• [Task brief]:
How many of the lines below contain the word "black"? Match case exactly, and reply with the number alone.

• [Material provided]:
^^^^

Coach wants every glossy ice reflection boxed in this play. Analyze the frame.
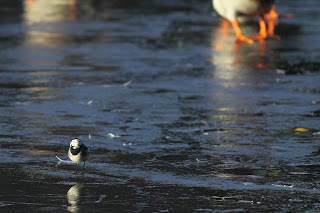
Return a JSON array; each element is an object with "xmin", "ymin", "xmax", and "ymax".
[{"xmin": 0, "ymin": 0, "xmax": 320, "ymax": 212}]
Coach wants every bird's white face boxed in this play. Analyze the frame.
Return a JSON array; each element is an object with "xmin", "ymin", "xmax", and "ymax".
[{"xmin": 70, "ymin": 138, "xmax": 81, "ymax": 149}]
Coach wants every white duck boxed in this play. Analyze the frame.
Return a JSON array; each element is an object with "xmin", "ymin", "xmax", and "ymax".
[{"xmin": 212, "ymin": 0, "xmax": 279, "ymax": 44}]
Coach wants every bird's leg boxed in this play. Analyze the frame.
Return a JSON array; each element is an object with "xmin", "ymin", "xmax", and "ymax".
[
  {"xmin": 231, "ymin": 19, "xmax": 253, "ymax": 44},
  {"xmin": 251, "ymin": 16, "xmax": 267, "ymax": 40},
  {"xmin": 74, "ymin": 163, "xmax": 79, "ymax": 174},
  {"xmin": 82, "ymin": 161, "xmax": 86, "ymax": 174}
]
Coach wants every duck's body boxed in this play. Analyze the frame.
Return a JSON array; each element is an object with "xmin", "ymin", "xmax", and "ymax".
[
  {"xmin": 213, "ymin": 0, "xmax": 274, "ymax": 43},
  {"xmin": 68, "ymin": 138, "xmax": 90, "ymax": 172}
]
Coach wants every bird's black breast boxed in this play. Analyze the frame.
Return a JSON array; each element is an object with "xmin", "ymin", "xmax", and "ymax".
[{"xmin": 70, "ymin": 144, "xmax": 88, "ymax": 156}]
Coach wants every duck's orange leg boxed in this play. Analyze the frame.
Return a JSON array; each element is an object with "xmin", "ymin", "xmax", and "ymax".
[
  {"xmin": 265, "ymin": 4, "xmax": 280, "ymax": 40},
  {"xmin": 231, "ymin": 20, "xmax": 253, "ymax": 44},
  {"xmin": 251, "ymin": 16, "xmax": 268, "ymax": 40}
]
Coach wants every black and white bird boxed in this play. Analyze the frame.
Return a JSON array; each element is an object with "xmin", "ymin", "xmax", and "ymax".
[{"xmin": 68, "ymin": 138, "xmax": 90, "ymax": 173}]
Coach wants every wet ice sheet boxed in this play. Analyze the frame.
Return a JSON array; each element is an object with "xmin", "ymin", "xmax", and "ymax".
[{"xmin": 0, "ymin": 0, "xmax": 320, "ymax": 212}]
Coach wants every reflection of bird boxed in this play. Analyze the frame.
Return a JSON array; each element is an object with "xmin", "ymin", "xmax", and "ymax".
[
  {"xmin": 67, "ymin": 184, "xmax": 83, "ymax": 212},
  {"xmin": 213, "ymin": 0, "xmax": 278, "ymax": 43},
  {"xmin": 68, "ymin": 138, "xmax": 90, "ymax": 173}
]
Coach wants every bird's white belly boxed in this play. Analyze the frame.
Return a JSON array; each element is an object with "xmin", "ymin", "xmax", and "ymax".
[{"xmin": 68, "ymin": 149, "xmax": 87, "ymax": 163}]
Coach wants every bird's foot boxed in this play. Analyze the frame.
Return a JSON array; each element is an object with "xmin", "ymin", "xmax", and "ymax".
[
  {"xmin": 236, "ymin": 35, "xmax": 254, "ymax": 44},
  {"xmin": 250, "ymin": 33, "xmax": 267, "ymax": 41}
]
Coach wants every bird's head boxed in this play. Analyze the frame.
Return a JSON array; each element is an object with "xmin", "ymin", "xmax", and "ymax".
[{"xmin": 70, "ymin": 138, "xmax": 81, "ymax": 149}]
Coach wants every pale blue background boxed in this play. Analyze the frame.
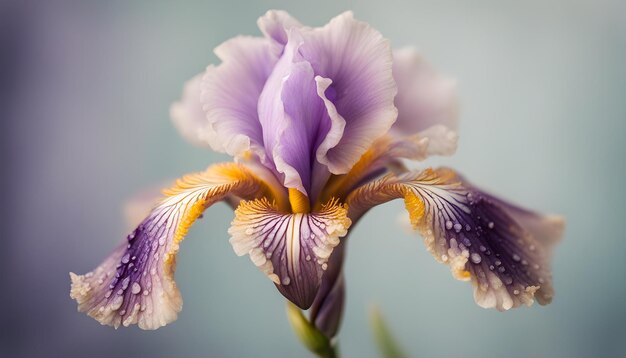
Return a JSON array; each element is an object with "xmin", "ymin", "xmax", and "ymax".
[{"xmin": 0, "ymin": 0, "xmax": 626, "ymax": 357}]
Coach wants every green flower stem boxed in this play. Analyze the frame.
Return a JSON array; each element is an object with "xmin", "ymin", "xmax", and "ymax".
[
  {"xmin": 287, "ymin": 302, "xmax": 339, "ymax": 358},
  {"xmin": 370, "ymin": 306, "xmax": 406, "ymax": 358}
]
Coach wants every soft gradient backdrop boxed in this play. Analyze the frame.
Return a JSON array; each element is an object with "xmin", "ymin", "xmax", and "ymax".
[{"xmin": 0, "ymin": 0, "xmax": 626, "ymax": 358}]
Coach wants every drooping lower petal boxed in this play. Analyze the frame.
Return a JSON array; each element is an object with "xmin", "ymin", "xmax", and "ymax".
[
  {"xmin": 347, "ymin": 169, "xmax": 563, "ymax": 311},
  {"xmin": 70, "ymin": 164, "xmax": 272, "ymax": 329},
  {"xmin": 228, "ymin": 199, "xmax": 351, "ymax": 309}
]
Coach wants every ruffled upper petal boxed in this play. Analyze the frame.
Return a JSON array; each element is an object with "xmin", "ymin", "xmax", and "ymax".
[
  {"xmin": 300, "ymin": 12, "xmax": 397, "ymax": 174},
  {"xmin": 70, "ymin": 164, "xmax": 280, "ymax": 329},
  {"xmin": 347, "ymin": 169, "xmax": 563, "ymax": 311},
  {"xmin": 200, "ymin": 36, "xmax": 278, "ymax": 156},
  {"xmin": 257, "ymin": 10, "xmax": 302, "ymax": 46},
  {"xmin": 170, "ymin": 73, "xmax": 211, "ymax": 147},
  {"xmin": 259, "ymin": 30, "xmax": 330, "ymax": 196},
  {"xmin": 228, "ymin": 199, "xmax": 351, "ymax": 309}
]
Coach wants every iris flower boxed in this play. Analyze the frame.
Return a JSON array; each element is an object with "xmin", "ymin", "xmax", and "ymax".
[{"xmin": 70, "ymin": 11, "xmax": 563, "ymax": 344}]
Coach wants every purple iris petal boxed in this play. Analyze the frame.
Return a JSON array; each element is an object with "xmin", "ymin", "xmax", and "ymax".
[
  {"xmin": 228, "ymin": 200, "xmax": 350, "ymax": 309},
  {"xmin": 201, "ymin": 36, "xmax": 278, "ymax": 156},
  {"xmin": 347, "ymin": 169, "xmax": 563, "ymax": 310}
]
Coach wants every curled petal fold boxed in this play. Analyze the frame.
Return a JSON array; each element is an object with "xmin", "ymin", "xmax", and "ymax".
[
  {"xmin": 228, "ymin": 199, "xmax": 351, "ymax": 309},
  {"xmin": 300, "ymin": 12, "xmax": 397, "ymax": 174},
  {"xmin": 70, "ymin": 164, "xmax": 272, "ymax": 329},
  {"xmin": 200, "ymin": 36, "xmax": 278, "ymax": 157},
  {"xmin": 257, "ymin": 10, "xmax": 302, "ymax": 46},
  {"xmin": 347, "ymin": 169, "xmax": 563, "ymax": 311}
]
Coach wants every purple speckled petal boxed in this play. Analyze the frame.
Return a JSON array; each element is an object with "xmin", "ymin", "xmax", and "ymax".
[
  {"xmin": 299, "ymin": 12, "xmax": 397, "ymax": 174},
  {"xmin": 70, "ymin": 164, "xmax": 267, "ymax": 329},
  {"xmin": 309, "ymin": 238, "xmax": 347, "ymax": 338},
  {"xmin": 228, "ymin": 199, "xmax": 351, "ymax": 309},
  {"xmin": 390, "ymin": 48, "xmax": 458, "ymax": 136},
  {"xmin": 347, "ymin": 169, "xmax": 563, "ymax": 311},
  {"xmin": 200, "ymin": 36, "xmax": 278, "ymax": 156}
]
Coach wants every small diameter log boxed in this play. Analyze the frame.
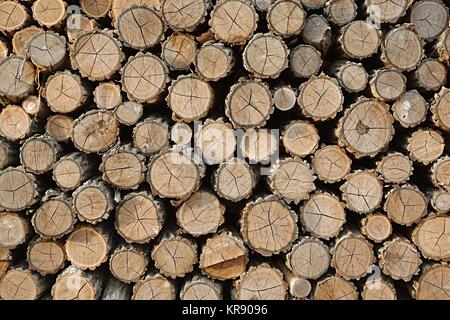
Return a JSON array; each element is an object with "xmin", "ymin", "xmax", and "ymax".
[
  {"xmin": 339, "ymin": 20, "xmax": 381, "ymax": 59},
  {"xmin": 114, "ymin": 101, "xmax": 144, "ymax": 126},
  {"xmin": 147, "ymin": 148, "xmax": 204, "ymax": 200},
  {"xmin": 166, "ymin": 74, "xmax": 214, "ymax": 122},
  {"xmin": 0, "ymin": 1, "xmax": 30, "ymax": 33},
  {"xmin": 52, "ymin": 152, "xmax": 94, "ymax": 191},
  {"xmin": 0, "ymin": 56, "xmax": 36, "ymax": 98},
  {"xmin": 392, "ymin": 90, "xmax": 428, "ymax": 128},
  {"xmin": 109, "ymin": 244, "xmax": 148, "ymax": 283},
  {"xmin": 369, "ymin": 68, "xmax": 406, "ymax": 101},
  {"xmin": 133, "ymin": 118, "xmax": 169, "ymax": 156},
  {"xmin": 286, "ymin": 237, "xmax": 331, "ymax": 280},
  {"xmin": 323, "ymin": 0, "xmax": 358, "ymax": 27},
  {"xmin": 297, "ymin": 73, "xmax": 344, "ymax": 121},
  {"xmin": 0, "ymin": 211, "xmax": 30, "ymax": 250},
  {"xmin": 267, "ymin": 158, "xmax": 316, "ymax": 204},
  {"xmin": 300, "ymin": 191, "xmax": 346, "ymax": 240},
  {"xmin": 414, "ymin": 264, "xmax": 450, "ymax": 300},
  {"xmin": 161, "ymin": 32, "xmax": 197, "ymax": 70},
  {"xmin": 131, "ymin": 273, "xmax": 176, "ymax": 300},
  {"xmin": 331, "ymin": 232, "xmax": 375, "ymax": 280},
  {"xmin": 209, "ymin": 0, "xmax": 258, "ymax": 46},
  {"xmin": 289, "ymin": 44, "xmax": 323, "ymax": 78},
  {"xmin": 72, "ymin": 109, "xmax": 119, "ymax": 153},
  {"xmin": 234, "ymin": 263, "xmax": 288, "ymax": 300},
  {"xmin": 151, "ymin": 233, "xmax": 198, "ymax": 279},
  {"xmin": 311, "ymin": 145, "xmax": 352, "ymax": 183},
  {"xmin": 41, "ymin": 70, "xmax": 88, "ymax": 113},
  {"xmin": 31, "ymin": 194, "xmax": 76, "ymax": 239},
  {"xmin": 176, "ymin": 190, "xmax": 225, "ymax": 237},
  {"xmin": 193, "ymin": 41, "xmax": 234, "ymax": 81},
  {"xmin": 431, "ymin": 86, "xmax": 450, "ymax": 132},
  {"xmin": 72, "ymin": 179, "xmax": 114, "ymax": 224},
  {"xmin": 194, "ymin": 118, "xmax": 236, "ymax": 165},
  {"xmin": 199, "ymin": 231, "xmax": 248, "ymax": 281},
  {"xmin": 336, "ymin": 98, "xmax": 394, "ymax": 158},
  {"xmin": 213, "ymin": 158, "xmax": 257, "ymax": 202},
  {"xmin": 51, "ymin": 265, "xmax": 104, "ymax": 300},
  {"xmin": 70, "ymin": 30, "xmax": 124, "ymax": 81},
  {"xmin": 27, "ymin": 239, "xmax": 66, "ymax": 276},
  {"xmin": 378, "ymin": 237, "xmax": 422, "ymax": 282},
  {"xmin": 266, "ymin": 0, "xmax": 306, "ymax": 38},
  {"xmin": 225, "ymin": 80, "xmax": 274, "ymax": 129},
  {"xmin": 361, "ymin": 212, "xmax": 392, "ymax": 243},
  {"xmin": 407, "ymin": 129, "xmax": 445, "ymax": 165},
  {"xmin": 0, "ymin": 167, "xmax": 40, "ymax": 211},
  {"xmin": 414, "ymin": 59, "xmax": 447, "ymax": 91},
  {"xmin": 160, "ymin": 0, "xmax": 209, "ymax": 32},
  {"xmin": 381, "ymin": 24, "xmax": 423, "ymax": 71},
  {"xmin": 240, "ymin": 195, "xmax": 298, "ymax": 256},
  {"xmin": 412, "ymin": 213, "xmax": 450, "ymax": 261},
  {"xmin": 65, "ymin": 225, "xmax": 114, "ymax": 270},
  {"xmin": 302, "ymin": 14, "xmax": 333, "ymax": 54},
  {"xmin": 313, "ymin": 276, "xmax": 358, "ymax": 300},
  {"xmin": 410, "ymin": 0, "xmax": 449, "ymax": 41},
  {"xmin": 19, "ymin": 134, "xmax": 62, "ymax": 174},
  {"xmin": 281, "ymin": 120, "xmax": 320, "ymax": 157},
  {"xmin": 31, "ymin": 0, "xmax": 67, "ymax": 28},
  {"xmin": 0, "ymin": 267, "xmax": 51, "ymax": 300},
  {"xmin": 114, "ymin": 191, "xmax": 164, "ymax": 243},
  {"xmin": 340, "ymin": 170, "xmax": 383, "ymax": 214}
]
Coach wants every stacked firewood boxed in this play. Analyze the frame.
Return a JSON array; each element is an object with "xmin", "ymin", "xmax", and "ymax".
[{"xmin": 0, "ymin": 0, "xmax": 450, "ymax": 300}]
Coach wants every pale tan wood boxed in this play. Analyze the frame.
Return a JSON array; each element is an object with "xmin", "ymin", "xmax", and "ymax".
[
  {"xmin": 0, "ymin": 167, "xmax": 40, "ymax": 211},
  {"xmin": 311, "ymin": 145, "xmax": 352, "ymax": 183},
  {"xmin": 115, "ymin": 6, "xmax": 166, "ymax": 50},
  {"xmin": 340, "ymin": 170, "xmax": 383, "ymax": 214},
  {"xmin": 336, "ymin": 98, "xmax": 394, "ymax": 158},
  {"xmin": 313, "ymin": 276, "xmax": 358, "ymax": 300},
  {"xmin": 72, "ymin": 178, "xmax": 114, "ymax": 224},
  {"xmin": 392, "ymin": 90, "xmax": 428, "ymax": 128},
  {"xmin": 286, "ymin": 237, "xmax": 331, "ymax": 280},
  {"xmin": 407, "ymin": 128, "xmax": 445, "ymax": 165},
  {"xmin": 161, "ymin": 32, "xmax": 197, "ymax": 70},
  {"xmin": 71, "ymin": 109, "xmax": 119, "ymax": 153},
  {"xmin": 378, "ymin": 237, "xmax": 422, "ymax": 282},
  {"xmin": 27, "ymin": 239, "xmax": 66, "ymax": 276},
  {"xmin": 70, "ymin": 29, "xmax": 124, "ymax": 81},
  {"xmin": 297, "ymin": 73, "xmax": 344, "ymax": 121},
  {"xmin": 151, "ymin": 233, "xmax": 198, "ymax": 279},
  {"xmin": 114, "ymin": 191, "xmax": 165, "ymax": 243},
  {"xmin": 176, "ymin": 190, "xmax": 225, "ymax": 237},
  {"xmin": 240, "ymin": 195, "xmax": 298, "ymax": 256},
  {"xmin": 267, "ymin": 158, "xmax": 316, "ymax": 204},
  {"xmin": 0, "ymin": 211, "xmax": 31, "ymax": 249},
  {"xmin": 234, "ymin": 263, "xmax": 288, "ymax": 300},
  {"xmin": 300, "ymin": 191, "xmax": 346, "ymax": 240},
  {"xmin": 209, "ymin": 0, "xmax": 258, "ymax": 46},
  {"xmin": 225, "ymin": 79, "xmax": 274, "ymax": 129}
]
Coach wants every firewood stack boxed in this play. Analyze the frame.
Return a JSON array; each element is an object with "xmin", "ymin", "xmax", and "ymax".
[{"xmin": 0, "ymin": 0, "xmax": 450, "ymax": 300}]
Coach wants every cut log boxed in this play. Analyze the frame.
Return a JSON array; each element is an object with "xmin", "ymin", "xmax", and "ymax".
[
  {"xmin": 234, "ymin": 263, "xmax": 288, "ymax": 300},
  {"xmin": 176, "ymin": 190, "xmax": 225, "ymax": 237},
  {"xmin": 240, "ymin": 195, "xmax": 298, "ymax": 256},
  {"xmin": 199, "ymin": 231, "xmax": 248, "ymax": 281},
  {"xmin": 209, "ymin": 0, "xmax": 258, "ymax": 46},
  {"xmin": 114, "ymin": 192, "xmax": 165, "ymax": 243},
  {"xmin": 72, "ymin": 179, "xmax": 114, "ymax": 224},
  {"xmin": 341, "ymin": 170, "xmax": 383, "ymax": 214},
  {"xmin": 300, "ymin": 191, "xmax": 346, "ymax": 240},
  {"xmin": 286, "ymin": 237, "xmax": 331, "ymax": 280}
]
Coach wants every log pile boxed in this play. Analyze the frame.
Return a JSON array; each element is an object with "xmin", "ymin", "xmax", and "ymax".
[{"xmin": 0, "ymin": 0, "xmax": 450, "ymax": 300}]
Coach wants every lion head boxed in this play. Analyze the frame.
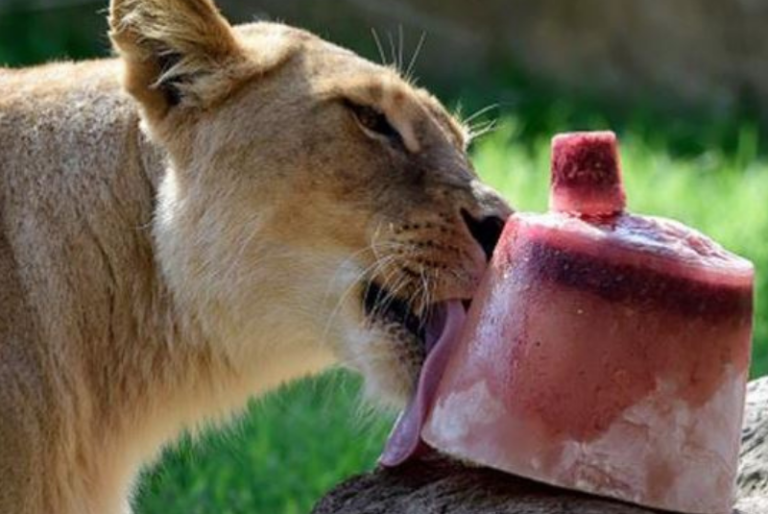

^^^^

• [Task solution]:
2